Copy the lines of the material below word for word, starting with the line that contains "Shot-chart prep: mark the rubber" and going on through the last line of the material.

## Begin Exercise data

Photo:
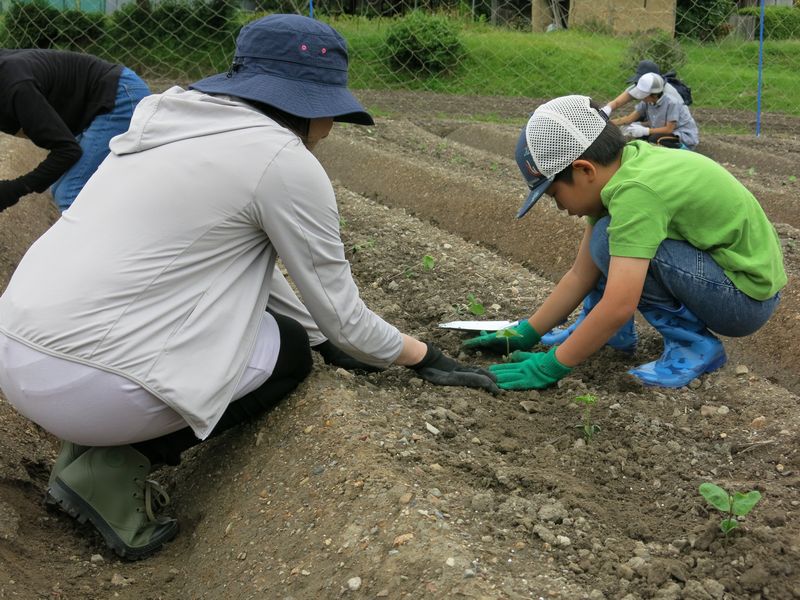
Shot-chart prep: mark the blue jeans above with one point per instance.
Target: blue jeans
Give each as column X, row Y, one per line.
column 679, row 274
column 95, row 138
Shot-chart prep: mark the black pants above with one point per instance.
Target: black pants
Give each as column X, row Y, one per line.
column 293, row 365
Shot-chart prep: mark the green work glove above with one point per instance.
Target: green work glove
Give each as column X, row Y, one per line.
column 530, row 370
column 526, row 339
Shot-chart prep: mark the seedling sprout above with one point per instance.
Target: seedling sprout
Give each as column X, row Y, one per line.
column 475, row 307
column 588, row 428
column 734, row 505
column 508, row 333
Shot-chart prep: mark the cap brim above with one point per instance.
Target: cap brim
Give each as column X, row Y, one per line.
column 302, row 98
column 537, row 192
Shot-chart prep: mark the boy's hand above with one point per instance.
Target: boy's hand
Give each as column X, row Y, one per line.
column 526, row 339
column 440, row 369
column 530, row 370
column 637, row 130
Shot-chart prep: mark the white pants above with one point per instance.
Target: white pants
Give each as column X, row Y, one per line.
column 92, row 407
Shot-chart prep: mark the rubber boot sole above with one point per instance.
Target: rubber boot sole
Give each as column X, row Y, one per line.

## End Exercise data

• [Output for this task]:
Shot-chart prep: mark the rubber boot sole above with one point per instance.
Target: rubber boot sole
Give each as column X, row Y, one per line.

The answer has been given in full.